## DOCUMENT SEGMENT
········

MatrixFree: Store indices of Dirichlet constrained DoFs as `-1` #14324

kronbichler · 2022-09-29T08:33:35Z

Implement the first suggestion in #14098 (comment): With this change, we would also store the Dirichlet constrained indices in MatrixFree/DoFInfo, encoded as numbers::invalid_unsigned_int. We then check at the point of reading the indices whether the value is numbers::invalid_unsigned_int, and set up a mask based on that information to selectively read from the source vector. This sounds like a strange way to do things in the scalar case, but in the vectorized case it turns out to be a real win, because it only adds 1 additional instruction in the AVX-512 case (vpcmpnequd) and only 2 instructions with AVX2. These instructions are all much cheaper than the underlying vgatherdpd / vscatterdpd instructions, so the cost is really not that high.

This PR is not complete yet:

there are a few cases where I do not yet filter away the diagonal (most notably the compute_diagonal function), so expect tests to fail
I really should introduce a check to not check for invalid_unsigned_int in the regular gather function, but do it in a separate function, because I assume we still want to avoid the overhead of building the mask. Or maybe not, I don't know yet.

········

## INFORMATION SUPPLIED
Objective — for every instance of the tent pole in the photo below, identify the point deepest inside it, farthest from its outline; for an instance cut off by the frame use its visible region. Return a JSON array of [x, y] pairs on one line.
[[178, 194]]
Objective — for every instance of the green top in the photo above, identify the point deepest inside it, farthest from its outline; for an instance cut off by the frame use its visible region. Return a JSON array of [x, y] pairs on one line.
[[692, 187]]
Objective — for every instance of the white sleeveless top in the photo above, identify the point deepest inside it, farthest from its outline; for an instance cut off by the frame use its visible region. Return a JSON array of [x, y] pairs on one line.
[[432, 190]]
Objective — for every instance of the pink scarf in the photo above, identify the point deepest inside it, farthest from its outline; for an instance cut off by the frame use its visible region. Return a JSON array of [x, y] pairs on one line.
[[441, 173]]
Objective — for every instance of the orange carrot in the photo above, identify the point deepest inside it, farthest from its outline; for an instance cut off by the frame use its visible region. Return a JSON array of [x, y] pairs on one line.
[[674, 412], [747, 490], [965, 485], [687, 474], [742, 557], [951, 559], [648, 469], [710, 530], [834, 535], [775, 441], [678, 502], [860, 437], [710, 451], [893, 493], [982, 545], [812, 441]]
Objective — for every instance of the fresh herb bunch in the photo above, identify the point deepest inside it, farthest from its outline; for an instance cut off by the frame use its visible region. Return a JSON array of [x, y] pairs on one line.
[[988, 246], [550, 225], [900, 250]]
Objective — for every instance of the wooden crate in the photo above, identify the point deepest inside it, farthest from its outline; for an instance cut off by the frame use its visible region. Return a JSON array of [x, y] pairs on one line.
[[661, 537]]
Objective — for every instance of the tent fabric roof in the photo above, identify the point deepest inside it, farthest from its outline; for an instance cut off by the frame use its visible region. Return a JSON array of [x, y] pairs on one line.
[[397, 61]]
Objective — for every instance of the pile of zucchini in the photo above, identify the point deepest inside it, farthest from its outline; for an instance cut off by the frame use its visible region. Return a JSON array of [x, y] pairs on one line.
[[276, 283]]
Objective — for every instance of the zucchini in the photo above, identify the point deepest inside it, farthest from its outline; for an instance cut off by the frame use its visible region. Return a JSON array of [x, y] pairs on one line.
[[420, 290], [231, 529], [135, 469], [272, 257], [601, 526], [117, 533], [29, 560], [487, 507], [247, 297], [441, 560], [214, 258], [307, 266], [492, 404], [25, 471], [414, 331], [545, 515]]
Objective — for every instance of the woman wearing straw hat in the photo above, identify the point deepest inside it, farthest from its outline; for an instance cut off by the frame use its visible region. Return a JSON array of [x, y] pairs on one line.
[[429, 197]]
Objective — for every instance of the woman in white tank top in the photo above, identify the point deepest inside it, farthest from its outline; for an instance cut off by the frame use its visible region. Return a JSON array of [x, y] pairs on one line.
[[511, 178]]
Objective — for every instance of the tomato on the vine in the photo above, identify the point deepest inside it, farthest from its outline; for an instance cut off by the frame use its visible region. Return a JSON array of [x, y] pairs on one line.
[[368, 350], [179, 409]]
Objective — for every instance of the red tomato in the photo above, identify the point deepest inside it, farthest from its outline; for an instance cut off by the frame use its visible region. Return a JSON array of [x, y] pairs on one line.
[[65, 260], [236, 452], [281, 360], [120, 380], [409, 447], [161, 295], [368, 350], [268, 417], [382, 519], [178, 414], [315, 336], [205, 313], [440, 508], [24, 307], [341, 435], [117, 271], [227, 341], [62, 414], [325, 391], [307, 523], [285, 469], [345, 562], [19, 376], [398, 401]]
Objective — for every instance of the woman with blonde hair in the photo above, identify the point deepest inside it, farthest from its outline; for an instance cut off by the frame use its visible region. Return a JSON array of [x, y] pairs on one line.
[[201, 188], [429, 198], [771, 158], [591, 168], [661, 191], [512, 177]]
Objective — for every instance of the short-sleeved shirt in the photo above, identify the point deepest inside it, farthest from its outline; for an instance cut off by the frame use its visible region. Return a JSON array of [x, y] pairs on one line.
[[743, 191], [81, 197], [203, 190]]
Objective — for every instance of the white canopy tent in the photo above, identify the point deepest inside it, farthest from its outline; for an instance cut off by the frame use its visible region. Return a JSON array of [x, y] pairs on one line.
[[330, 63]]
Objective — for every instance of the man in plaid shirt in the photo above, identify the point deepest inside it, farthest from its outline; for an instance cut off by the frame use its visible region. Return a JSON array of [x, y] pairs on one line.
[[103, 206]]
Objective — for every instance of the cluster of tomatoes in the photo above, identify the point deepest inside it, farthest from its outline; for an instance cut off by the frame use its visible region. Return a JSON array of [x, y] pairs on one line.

········

## STATED TASK 1
In the pull request description, swap "mask" for "bitmask" and give the passage starting at "there are a" and ending at "don't know yet.".
## STATED TASK 2
Answer these questions from the pull request description:
(a) What value encodes the Dirichlet constrained indices stored in MatrixFree/DoFInfo?
(b) How many instructions does the change add with AVX2?
(c) Which function is named as the most notable case where the diagonal is not yet filtered away?
## STATED TASK 3
List every machine instruction named in the pull request description.

## TASK OUTPUT 1
there are a few cases where I do not yet filter away the diagonal (most notably the compute_diagonal function), so expect tests to fail
I really should introduce a check to not check for invalid_unsigned_int in the regular gather function, but do it in a separate function, because I assume we still want to avoid the overhead of building the bitmask. Or maybe not, I don't know yet.

## TASK OUTPUT 2
(a) numbers::invalid_unsigned_int
(b) 2
(c) compute_diagonal

## TASK OUTPUT 3
vpcmpnequd
vgatherdpd
vscatterdpd